DÉFI: Recopiez mot pour mot le passage de l'hommage à Allain Leprest situé entre « Que soient sauvés ceux » et « des choses ! », bornes incluses.

TEXTE SOURCE:
────────────────
Avec cet artiste, c'est encore un peu de poésie qui s'en va. Qui chantera encore la douceur inutile de la pluie qui tombe sur la mer ? Qui hurlera avec autant de fêlures dans la voix et dans l'âme « je ne te salue pas » à la face d'un Dieu oublieux de son œuvre, laissée en plan, en friche, en merdier ? Qui chantera encore « je hais les gosses » ? Et Rouen, et le sac à main de la putain ? Leprest, c'était une longue déchirure qui se mettait à nu dans ses textes...
Profonde tristesse ce soir... Je ne peux me consoler (c'est un bien grand mot) qu'avec la voix d'Allain.
Allez, lançons ensemble une prière à la face des cieux !
Je ne te salue pas
Je ne te salue pas
Toi qui vis dans les cieux
Athée, j'habite en bas
De ton toit prétentieux
En fumeur de havane
Gros beauf qui te pavanes
Au milieu des charniers
Avec tes dobermans
Je ne te salue pas
Toi qui te crois mon Dieu
Je ne te salue pas
Toi qui vis dans les cieux
Pacha, mauvais sherpa
Coupeur de bites en deux
P.D.G. des nuages
Vendeur de faux voyages
Dealer de poudre aux yeux
Metteur de filles en cage
Je ne te salue pas
Toi qui te crois mon Dieu
Je ne te salue pas
Toi qui vis dans les cieux
Le monde, et pourquoi pas ?
Un gosse aurait fait mieux
Fait l'amour à l'atome
Doublé la couche d'ozone
Eve aurait eu le droit
De faire des tartes aux pommes
Je ne te salue pas
Toi qui te crois mon Dieu
Je ne te salue pas
Toi qui vis dans les cieux
Je suis né à Couba
Quelque part en banlieue
Tes bourses à Washington
Ton pape et ta madone
L'univers les oublie
Et Satan les pardonne
Je ne te salue pas
Toi qui te crois mon Dieu
Je ne te salue pas
Toi qui vis dans les cieux
A mon dernier repas
Appelle-moi « Monsieur »
Pas « mon fils » ni « machin »
Un père j'en ai d'jà un
Qui arrachait les clous
Quand on clouait mes poings
Je ne te salue pas
Toi qui te crois mon Dieu
Je ne te salue plus
Toi qui vis dans les nues
Si ton plafond s'effondre
Epargne un peu le monde
Mais qu'au moins soient sauvés
Ceux qui savent leurs « Ave »
En ce qui me concerne
Je balance un pavé
Un pavé rouge et bleu
Dans la vitre des cieux
Se peut-il être sans clocher
Une insulte pour t'approcher ?
Que soient sauvés ceux qui savent leurs « Ave », certes, mais que soient sauvés aussi ceux qui, dès la naissance ou presque, ont eu mal au monde, ont noté au bas de la feuille « peut mieux faire », et ont essayé de changer les choses. Que soient sauvés les écorchés vifs, ceux que flinguent sur place la cruauté humaine et celle de la vie. Que soient sauvés les poètes, et plus encore les poètes maudits, ceux qui, en ce bas monde, ne trouvèrent pas de point d'ancrage suffisamment solide pour ne pas vaciller. Que soient sauvés les doux au cœur pur, dont Allain Leprest était. J'espère bien, tiens, qu'à son dernier repas Dieu l'aura appelé monsieur ! C'est la moindre des choses !
────────────────
Données:
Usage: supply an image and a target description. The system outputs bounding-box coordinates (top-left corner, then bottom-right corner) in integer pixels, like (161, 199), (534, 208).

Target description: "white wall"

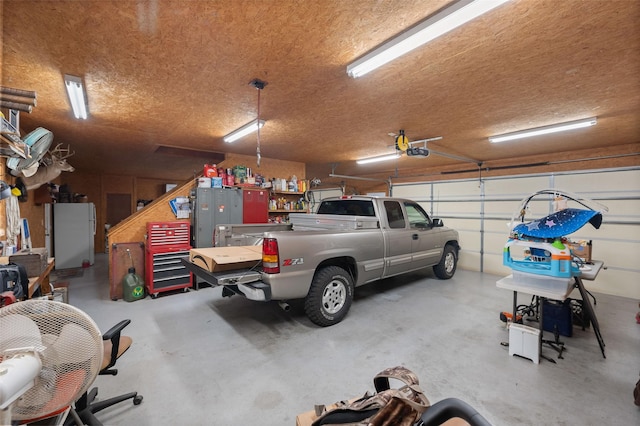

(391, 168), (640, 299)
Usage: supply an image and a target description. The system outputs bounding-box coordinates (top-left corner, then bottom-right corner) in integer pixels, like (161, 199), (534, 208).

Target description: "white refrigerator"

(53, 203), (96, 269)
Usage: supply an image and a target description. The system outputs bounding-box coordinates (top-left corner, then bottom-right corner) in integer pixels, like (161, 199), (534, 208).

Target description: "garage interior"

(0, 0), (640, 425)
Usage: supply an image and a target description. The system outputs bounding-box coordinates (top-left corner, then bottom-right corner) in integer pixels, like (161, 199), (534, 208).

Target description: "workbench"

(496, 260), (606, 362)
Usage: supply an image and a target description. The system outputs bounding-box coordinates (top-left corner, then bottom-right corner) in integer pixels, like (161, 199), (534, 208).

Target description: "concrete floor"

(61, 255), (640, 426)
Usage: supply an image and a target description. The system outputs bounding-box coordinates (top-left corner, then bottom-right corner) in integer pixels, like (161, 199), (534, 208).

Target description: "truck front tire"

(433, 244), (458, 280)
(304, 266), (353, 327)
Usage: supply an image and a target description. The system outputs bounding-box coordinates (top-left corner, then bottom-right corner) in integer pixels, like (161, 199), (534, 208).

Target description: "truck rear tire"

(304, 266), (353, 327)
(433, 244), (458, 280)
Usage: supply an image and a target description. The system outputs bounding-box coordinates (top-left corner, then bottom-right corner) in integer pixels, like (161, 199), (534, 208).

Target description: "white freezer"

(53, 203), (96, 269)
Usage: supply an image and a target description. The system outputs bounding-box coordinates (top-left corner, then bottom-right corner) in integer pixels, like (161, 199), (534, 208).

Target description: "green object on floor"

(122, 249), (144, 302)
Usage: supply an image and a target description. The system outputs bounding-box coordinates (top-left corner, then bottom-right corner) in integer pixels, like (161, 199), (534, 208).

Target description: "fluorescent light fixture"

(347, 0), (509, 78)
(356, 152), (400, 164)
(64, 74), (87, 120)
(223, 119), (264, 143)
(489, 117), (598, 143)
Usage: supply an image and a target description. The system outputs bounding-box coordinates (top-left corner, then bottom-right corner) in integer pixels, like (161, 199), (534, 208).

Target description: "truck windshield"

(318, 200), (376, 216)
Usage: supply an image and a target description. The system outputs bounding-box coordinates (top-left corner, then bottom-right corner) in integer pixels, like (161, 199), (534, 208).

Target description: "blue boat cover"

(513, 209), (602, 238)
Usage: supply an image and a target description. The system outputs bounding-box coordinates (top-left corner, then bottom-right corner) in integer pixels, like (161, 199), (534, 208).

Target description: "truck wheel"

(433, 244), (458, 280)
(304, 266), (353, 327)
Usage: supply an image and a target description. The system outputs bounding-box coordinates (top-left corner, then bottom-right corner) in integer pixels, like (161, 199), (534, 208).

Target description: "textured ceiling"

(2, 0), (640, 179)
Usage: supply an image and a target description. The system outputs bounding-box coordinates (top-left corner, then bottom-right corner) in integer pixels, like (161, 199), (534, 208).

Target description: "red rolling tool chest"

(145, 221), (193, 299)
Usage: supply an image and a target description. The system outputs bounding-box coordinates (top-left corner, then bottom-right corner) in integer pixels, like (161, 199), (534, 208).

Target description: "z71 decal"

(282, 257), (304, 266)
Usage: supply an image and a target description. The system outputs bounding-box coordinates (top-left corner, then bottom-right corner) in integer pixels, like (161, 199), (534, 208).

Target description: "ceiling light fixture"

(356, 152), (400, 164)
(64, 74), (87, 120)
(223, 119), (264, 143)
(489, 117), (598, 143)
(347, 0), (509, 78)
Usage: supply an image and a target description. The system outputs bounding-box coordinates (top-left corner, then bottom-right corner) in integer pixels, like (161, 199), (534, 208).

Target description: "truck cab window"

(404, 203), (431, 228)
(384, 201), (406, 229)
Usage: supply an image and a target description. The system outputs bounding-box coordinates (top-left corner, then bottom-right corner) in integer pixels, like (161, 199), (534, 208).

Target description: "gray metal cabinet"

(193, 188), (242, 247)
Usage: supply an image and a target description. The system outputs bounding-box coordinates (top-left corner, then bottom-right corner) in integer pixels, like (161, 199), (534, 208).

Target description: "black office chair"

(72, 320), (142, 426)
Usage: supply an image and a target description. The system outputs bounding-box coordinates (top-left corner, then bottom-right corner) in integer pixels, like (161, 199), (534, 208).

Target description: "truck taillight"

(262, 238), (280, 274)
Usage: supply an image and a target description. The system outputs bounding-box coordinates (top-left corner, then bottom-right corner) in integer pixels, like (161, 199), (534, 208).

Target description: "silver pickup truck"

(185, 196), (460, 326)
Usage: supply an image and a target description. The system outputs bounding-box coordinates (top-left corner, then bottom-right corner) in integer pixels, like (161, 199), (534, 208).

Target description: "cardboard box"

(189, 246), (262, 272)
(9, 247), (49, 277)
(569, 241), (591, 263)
────────────────
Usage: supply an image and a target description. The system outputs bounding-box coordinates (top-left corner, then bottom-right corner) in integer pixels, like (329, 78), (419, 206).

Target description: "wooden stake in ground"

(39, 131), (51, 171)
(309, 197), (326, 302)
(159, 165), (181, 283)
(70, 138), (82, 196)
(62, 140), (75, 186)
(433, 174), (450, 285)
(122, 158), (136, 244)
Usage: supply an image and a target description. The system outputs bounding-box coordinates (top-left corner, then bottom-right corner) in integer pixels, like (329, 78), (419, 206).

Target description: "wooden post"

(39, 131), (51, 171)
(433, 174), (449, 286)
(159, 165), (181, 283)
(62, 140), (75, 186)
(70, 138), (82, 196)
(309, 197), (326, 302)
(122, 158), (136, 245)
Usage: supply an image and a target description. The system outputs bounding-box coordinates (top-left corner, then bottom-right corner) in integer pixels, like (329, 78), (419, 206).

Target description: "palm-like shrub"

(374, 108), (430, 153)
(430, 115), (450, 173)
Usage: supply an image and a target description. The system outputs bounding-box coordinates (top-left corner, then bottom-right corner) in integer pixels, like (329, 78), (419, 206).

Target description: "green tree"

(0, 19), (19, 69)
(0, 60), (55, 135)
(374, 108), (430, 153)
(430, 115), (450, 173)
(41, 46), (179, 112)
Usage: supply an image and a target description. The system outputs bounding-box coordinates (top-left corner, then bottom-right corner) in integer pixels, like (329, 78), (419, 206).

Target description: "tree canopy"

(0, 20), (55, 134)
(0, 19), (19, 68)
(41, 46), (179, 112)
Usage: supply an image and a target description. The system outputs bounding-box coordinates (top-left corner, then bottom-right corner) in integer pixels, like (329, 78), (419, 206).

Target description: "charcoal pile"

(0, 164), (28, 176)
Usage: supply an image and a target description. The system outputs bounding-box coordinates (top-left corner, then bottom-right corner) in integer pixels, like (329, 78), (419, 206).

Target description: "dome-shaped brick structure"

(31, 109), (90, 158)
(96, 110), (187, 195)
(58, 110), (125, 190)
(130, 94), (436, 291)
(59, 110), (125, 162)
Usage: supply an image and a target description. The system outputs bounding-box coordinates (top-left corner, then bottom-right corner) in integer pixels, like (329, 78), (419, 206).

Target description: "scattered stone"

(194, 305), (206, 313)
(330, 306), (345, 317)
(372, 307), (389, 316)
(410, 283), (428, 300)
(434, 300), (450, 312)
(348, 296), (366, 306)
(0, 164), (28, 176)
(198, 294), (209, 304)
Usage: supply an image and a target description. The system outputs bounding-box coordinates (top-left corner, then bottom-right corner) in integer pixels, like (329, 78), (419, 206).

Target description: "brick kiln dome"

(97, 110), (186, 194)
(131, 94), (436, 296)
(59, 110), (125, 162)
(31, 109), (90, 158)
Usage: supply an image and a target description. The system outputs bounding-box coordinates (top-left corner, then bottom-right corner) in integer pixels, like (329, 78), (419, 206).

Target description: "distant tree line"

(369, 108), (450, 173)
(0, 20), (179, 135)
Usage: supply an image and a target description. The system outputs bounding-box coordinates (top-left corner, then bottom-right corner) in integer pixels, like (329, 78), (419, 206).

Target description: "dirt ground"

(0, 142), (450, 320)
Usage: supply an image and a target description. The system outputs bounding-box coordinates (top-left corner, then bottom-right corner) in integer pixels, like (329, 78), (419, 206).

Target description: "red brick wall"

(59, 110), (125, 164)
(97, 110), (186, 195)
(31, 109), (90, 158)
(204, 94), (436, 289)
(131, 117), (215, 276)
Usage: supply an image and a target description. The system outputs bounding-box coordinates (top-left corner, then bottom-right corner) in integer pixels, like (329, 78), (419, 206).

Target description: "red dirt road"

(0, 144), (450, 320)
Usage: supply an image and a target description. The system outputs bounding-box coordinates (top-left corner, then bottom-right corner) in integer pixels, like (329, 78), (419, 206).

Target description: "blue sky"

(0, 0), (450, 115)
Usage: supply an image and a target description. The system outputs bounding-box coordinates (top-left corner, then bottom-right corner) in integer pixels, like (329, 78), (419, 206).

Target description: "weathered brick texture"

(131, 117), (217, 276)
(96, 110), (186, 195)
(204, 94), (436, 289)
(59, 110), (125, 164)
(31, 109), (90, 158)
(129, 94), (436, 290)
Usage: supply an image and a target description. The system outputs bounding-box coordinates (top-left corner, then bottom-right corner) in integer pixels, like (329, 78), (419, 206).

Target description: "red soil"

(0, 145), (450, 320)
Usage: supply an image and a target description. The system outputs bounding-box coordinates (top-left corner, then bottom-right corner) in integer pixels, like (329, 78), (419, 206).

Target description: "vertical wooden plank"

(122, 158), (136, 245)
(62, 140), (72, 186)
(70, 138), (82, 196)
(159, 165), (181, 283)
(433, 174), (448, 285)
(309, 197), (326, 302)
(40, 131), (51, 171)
────────────────
SOLUTION:
Que soient sauvés ceux qui savent leurs « Ave », certes, mais que soient sauvés aussi ceux qui, dès la naissance ou presque, ont eu mal au monde, ont noté au bas de la feuille « peut mieux faire », et ont essayé de changer les choses. Que soient sauvés les écorchés vifs, ceux que flinguent sur place la cruauté humaine et celle de la vie. Que soient sauvés les poètes, et plus encore les poètes maudits, ceux qui, en ce bas monde, ne trouvèrent pas de point d'ancrage suffisamment solide pour ne pas vaciller. Que soient sauvés les doux au cœur pur, dont Allain Leprest était. J'espère bien, tiens, qu'à son dernier repas Dieu l'aura appelé monsieur ! C'est la moindre des choses !